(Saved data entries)
● ● ● ● ●

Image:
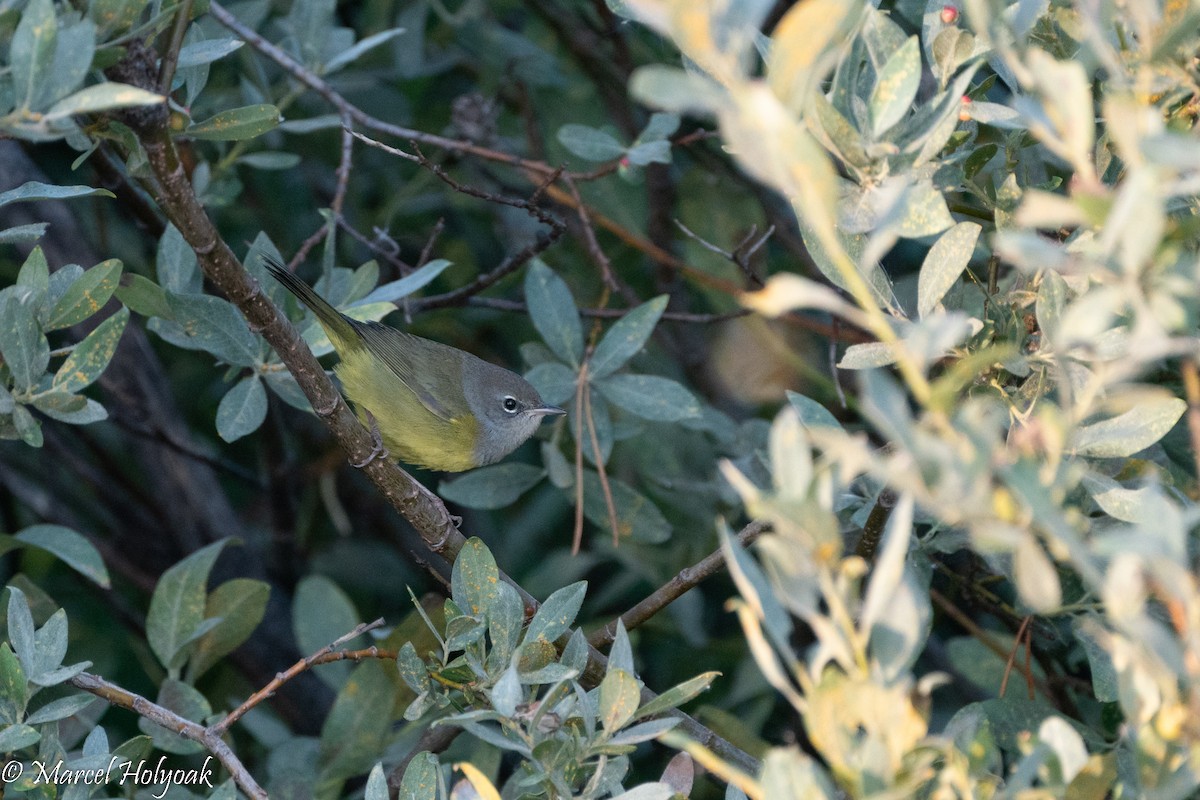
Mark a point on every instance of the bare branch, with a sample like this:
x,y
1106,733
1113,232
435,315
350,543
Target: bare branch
x,y
195,732
673,589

● ● ● ● ●

▸ WORK INSTRUCTIONS
Scale the records by copying every line of them, but multiply each answer coordinate by 0.6 and round it to a whole number, with halves rounding up. Keep all other lines unchanged, including sample coordinates, and leave the pictures out.

▸ RESULT FOR THIS TASK
Image:
Mark a point on every instance of the bare branch, with a sample like this:
x,y
1106,733
1113,232
435,315
350,543
Target: bare branch
x,y
117,439
404,353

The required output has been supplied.